**Directions**
Write the next part of the piece on turning Instagram photos into physical keepsakes, starting right after its last sentence.

>> BEGIN Selected excerpt

Manifesting Instagram from digital cool into physical memory.
In a far more brilliant treatise that I could ever give, writer/designer/genius Craig Mod describes the process of transforming digital content into physical goods as “going from boundless to bounded. A space without implicit edges to one composed entirely of edges.”
As digital whets desire, edges give us something to consume.
Reading Mod’s essay on bounding the techie process of building Flipboard for iPhone into a single, thick, eight-pound book – as opposed to the “ethereality” that the app is on your device – is advisable. In his own words: it is “an essay about recognizing and reorganizing our journeys that live largely in digital space.” One that begs the question: “What is the value in giving them edges so we may hold them in our hands and hope to understand, perhaps, the weight of the work we produce?”
See Flipboard for iPhone The Book below:
In the case of Instagram, everyone’s favorite app that gives the most mundane of moments a filtration of coolness, a number of services have popped up that give weight to the world we archive, adding concreteness to the digital “thinness” populating our feeds.

>> END Selected excerpt
>> BEGIN Recorded information

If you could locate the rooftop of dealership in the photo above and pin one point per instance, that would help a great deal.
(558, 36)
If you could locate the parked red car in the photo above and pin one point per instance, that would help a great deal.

>> END Recorded information

**Exercise output**
Again, read Mod’s essay.
Here are a dozen of such services. Life, through the Sutro-colored lens of digital desire (it is always beautiful on Instagram) to physical, consumable edges.
Instagram Magnets from Stickygram
Instagram Tiles by ImageSnap
Instagram iPhone Case by Casetagram
“Location Based Photo Booth” by Instaprint
Postagram from Postagram Postcards (image via Jen May)
Instagram Coasters by Coastermatic
Instagram Stickers from Printstagram
Instagram Calendar from Keepsy (image via Wired)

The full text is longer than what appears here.